§ **Texto selecionado**
Nesta entrevista exclusiva concedida à revista Problemas Brasileiros, Chequer faz uma análise sobre as políticas públicas do país de prevenção e tratamento à Aids. Para 2014, sabe-se, o orçamento do governo federal para a área da saúde deverá atingir R$ 106 bilhões. Pós-graduado em epidemiologia pela Universidade de Berkeley (Califórnia, Estados Unidos), Chequer defende a quebra de patentes de mais fármacos para ampliar o acesso ao coquetel utilizado no combate à doença. “Hoje, o tratamento é uma verdadeira vacina para evitar a transmissão da Aids porque o indivíduo que segue a rigor a prescrição terapêutica reduz em até 96% a chance de transmitir a moléstia”, afirma o médico.

§ **Tarefas obrigatórias**
a. Liste todos os valores numéricos presentes no texto sobre as políticas de combate à Aids.
b. Dê continuidade ao texto sobre as políticas de combate à Aids a partir da última frase.
As entradas seguintes vêm de uma fonte diferente.

§ **Amostra dos dados**
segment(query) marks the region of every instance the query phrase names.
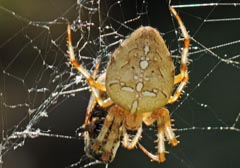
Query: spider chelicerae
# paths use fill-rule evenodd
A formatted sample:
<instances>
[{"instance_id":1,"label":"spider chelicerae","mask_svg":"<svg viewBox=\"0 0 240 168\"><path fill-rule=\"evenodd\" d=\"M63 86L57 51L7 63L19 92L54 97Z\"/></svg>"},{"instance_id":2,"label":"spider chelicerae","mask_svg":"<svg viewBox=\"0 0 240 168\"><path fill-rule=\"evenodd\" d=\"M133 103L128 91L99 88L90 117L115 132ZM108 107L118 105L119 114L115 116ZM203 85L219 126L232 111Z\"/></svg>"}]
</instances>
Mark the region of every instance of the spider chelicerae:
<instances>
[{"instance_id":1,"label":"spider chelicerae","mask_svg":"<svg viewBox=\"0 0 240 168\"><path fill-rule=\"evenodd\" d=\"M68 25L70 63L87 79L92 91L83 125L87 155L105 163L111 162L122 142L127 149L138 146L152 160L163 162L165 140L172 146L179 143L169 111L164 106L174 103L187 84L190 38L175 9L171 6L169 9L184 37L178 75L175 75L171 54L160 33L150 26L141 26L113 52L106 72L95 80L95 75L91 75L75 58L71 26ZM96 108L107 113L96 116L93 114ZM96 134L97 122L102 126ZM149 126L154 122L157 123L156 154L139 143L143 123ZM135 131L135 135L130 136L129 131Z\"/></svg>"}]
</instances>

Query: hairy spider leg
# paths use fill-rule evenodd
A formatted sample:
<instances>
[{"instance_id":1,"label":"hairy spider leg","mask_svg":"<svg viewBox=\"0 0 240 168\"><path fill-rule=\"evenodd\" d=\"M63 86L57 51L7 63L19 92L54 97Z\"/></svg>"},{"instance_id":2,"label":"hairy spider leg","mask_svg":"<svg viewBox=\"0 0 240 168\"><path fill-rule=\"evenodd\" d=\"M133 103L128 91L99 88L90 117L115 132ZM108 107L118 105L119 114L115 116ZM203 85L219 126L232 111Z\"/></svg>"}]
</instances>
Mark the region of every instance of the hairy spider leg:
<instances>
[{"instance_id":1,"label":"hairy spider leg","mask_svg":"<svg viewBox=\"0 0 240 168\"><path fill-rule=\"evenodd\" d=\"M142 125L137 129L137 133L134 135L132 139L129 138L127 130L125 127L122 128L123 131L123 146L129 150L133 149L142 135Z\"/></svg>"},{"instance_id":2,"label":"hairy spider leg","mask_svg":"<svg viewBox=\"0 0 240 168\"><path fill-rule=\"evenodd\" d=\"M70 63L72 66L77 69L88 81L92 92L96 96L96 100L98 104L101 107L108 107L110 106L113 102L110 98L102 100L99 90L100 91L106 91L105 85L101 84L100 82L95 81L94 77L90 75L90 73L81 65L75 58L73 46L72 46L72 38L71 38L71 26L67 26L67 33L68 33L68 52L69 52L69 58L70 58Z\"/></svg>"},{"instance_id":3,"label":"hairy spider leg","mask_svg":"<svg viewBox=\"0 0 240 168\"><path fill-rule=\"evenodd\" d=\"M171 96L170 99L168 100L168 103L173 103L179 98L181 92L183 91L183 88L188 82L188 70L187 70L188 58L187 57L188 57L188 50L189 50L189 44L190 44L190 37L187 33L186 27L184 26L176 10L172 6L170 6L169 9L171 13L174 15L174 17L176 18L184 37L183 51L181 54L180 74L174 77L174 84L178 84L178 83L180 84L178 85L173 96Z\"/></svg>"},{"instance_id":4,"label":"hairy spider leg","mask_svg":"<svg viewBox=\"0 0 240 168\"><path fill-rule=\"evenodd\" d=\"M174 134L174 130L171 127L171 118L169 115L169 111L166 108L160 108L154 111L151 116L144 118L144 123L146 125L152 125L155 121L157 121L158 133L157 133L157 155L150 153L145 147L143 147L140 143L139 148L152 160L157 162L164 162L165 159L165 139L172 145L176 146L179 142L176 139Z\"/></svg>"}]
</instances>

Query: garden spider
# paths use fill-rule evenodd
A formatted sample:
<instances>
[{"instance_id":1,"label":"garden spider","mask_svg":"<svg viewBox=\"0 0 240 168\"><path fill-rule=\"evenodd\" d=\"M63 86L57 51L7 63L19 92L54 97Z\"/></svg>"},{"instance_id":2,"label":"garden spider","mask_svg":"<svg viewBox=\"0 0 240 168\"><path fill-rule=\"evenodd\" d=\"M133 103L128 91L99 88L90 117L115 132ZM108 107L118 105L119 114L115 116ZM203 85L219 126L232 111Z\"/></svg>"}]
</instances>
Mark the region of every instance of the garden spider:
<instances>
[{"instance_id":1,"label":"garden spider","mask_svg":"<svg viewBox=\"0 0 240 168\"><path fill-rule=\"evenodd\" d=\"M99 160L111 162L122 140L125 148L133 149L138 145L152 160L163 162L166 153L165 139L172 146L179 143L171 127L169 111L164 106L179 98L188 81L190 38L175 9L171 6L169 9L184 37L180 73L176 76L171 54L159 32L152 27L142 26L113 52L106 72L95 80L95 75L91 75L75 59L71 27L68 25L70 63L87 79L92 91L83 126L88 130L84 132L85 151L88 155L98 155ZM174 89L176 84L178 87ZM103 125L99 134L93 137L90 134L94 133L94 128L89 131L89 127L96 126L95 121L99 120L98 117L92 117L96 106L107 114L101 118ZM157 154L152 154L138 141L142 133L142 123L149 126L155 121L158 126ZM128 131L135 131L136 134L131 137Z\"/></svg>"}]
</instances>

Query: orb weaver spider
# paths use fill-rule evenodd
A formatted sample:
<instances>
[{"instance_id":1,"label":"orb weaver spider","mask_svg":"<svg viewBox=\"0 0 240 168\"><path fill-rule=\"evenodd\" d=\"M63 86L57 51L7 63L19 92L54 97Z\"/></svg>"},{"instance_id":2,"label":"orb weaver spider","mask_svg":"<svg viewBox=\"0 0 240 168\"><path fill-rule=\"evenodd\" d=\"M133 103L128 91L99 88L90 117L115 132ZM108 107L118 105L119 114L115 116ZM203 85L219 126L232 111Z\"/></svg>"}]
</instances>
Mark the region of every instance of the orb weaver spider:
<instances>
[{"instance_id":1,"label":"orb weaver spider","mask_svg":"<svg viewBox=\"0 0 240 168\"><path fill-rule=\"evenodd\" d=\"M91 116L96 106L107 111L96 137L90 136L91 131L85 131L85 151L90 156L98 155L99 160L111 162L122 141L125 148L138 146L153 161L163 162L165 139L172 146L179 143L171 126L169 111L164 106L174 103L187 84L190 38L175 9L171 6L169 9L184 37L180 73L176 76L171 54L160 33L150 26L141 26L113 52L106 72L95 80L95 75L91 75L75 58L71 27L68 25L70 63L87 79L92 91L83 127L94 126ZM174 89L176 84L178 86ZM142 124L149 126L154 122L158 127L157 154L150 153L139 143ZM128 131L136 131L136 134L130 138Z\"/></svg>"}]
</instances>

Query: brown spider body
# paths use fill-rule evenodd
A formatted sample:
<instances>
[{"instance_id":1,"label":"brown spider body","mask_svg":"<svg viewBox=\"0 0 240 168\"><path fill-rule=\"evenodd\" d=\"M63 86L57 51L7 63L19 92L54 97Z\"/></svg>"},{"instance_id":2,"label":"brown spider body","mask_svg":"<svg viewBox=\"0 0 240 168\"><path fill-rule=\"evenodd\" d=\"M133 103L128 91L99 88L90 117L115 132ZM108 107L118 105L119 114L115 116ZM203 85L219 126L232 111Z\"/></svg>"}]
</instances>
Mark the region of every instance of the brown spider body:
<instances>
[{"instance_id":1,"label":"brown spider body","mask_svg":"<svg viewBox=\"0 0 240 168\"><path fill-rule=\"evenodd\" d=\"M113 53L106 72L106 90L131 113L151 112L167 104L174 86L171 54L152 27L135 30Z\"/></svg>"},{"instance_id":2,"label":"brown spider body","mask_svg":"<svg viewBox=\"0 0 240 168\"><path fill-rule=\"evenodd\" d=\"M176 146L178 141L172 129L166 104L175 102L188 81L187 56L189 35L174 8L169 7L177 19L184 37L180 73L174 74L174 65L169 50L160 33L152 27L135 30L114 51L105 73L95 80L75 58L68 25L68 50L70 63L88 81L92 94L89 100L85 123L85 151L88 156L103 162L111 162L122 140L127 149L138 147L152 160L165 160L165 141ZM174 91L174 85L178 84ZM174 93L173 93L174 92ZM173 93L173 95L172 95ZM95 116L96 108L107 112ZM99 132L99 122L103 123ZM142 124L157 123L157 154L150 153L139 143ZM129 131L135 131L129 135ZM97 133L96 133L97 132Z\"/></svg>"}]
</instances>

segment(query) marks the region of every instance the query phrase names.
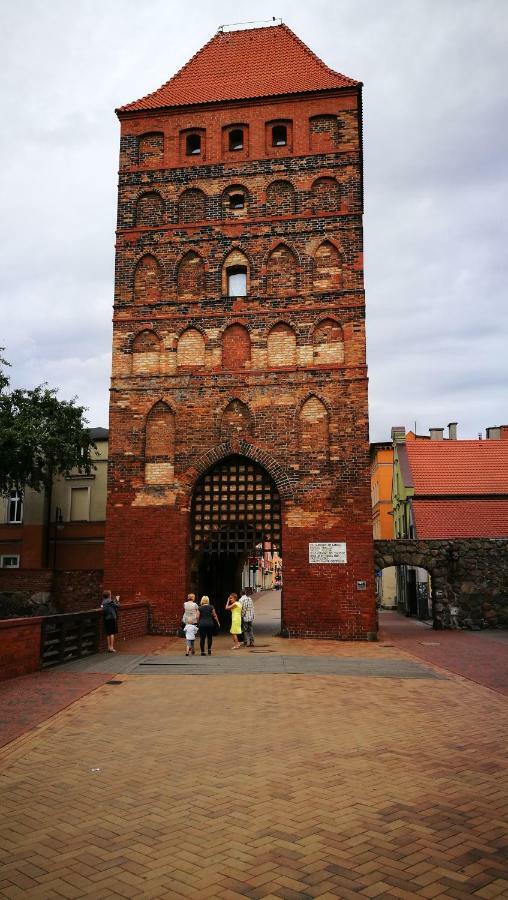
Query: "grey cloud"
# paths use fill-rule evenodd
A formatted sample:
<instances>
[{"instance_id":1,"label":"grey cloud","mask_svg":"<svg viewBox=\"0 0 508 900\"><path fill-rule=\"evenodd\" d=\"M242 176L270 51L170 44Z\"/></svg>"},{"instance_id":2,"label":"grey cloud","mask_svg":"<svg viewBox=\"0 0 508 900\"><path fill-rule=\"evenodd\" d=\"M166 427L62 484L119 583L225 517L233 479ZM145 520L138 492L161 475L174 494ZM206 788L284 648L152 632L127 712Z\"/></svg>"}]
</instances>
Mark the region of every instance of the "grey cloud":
--
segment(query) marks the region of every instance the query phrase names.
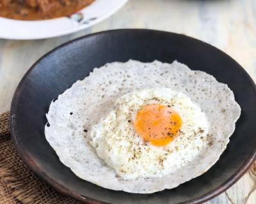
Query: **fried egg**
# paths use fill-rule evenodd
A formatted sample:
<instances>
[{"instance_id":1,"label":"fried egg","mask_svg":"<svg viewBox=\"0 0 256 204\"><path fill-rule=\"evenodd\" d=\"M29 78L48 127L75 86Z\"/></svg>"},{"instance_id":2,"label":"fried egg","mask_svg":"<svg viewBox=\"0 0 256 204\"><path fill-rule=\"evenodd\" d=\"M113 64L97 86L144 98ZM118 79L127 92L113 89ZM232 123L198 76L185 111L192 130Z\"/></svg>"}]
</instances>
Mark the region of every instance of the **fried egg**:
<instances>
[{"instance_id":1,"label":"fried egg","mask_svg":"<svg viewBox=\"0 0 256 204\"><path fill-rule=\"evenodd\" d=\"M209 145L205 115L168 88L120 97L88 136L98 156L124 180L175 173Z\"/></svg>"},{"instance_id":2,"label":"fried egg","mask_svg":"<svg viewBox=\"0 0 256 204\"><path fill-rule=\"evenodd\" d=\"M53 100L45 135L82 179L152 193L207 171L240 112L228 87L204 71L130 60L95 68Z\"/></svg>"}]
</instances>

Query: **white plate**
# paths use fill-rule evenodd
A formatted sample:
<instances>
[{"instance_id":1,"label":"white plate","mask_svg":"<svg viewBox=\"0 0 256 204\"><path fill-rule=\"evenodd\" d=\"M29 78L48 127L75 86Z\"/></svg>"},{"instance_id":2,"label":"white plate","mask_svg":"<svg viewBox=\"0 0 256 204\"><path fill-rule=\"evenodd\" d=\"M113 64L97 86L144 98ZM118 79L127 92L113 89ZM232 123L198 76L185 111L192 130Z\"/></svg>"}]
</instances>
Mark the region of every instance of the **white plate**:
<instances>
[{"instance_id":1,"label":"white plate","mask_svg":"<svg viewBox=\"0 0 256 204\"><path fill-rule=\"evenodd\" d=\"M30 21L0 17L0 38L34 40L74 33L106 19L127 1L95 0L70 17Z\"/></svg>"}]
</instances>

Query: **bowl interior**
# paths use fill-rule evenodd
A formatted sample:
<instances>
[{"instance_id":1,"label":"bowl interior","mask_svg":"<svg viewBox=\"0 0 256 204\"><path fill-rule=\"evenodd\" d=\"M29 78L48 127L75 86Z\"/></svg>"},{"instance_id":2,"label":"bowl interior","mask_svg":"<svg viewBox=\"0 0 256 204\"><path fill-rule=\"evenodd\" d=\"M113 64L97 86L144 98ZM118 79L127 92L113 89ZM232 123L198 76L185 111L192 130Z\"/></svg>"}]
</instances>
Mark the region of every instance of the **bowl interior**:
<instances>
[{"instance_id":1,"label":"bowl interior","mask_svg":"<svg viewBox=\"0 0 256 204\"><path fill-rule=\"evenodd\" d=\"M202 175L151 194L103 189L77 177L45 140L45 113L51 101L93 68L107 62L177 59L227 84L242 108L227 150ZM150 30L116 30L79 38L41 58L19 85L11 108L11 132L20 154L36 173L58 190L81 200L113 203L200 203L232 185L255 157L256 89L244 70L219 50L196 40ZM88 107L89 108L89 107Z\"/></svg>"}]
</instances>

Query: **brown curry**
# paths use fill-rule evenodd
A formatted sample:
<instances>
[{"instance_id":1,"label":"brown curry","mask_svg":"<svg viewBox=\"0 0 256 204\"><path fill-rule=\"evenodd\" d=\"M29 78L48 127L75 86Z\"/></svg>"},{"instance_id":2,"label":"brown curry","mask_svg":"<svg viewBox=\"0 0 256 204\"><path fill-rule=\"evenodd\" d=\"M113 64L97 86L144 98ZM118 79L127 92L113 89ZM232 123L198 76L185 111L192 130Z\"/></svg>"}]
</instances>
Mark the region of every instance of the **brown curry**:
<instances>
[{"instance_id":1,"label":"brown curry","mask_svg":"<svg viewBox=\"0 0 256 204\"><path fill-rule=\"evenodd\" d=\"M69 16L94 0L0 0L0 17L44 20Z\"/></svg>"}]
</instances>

§ **Resultados do exercício**
a. 2014; R$ 106 bilhões; 96%

b.
Outra preocupação de Chequer é a ascensão de fundamentalistas cristãos no Congresso Nacional, que, em sua avaliação, atrapalham as políticas públicas de prevenção da doença, sobretudo entre as populações mais vulneráveis à Aids, como homossexuais e profissionais do sexo.
Problemas Brasileiros – O programa de resposta à Aids no Brasil é respeitado internacionalmente. Estima-se que em torno de 657 mil pessoas sejam portadoras de HIV no país, mas apenas 313 mil têm acesso a tratamento médico. Como mudar esse quadro?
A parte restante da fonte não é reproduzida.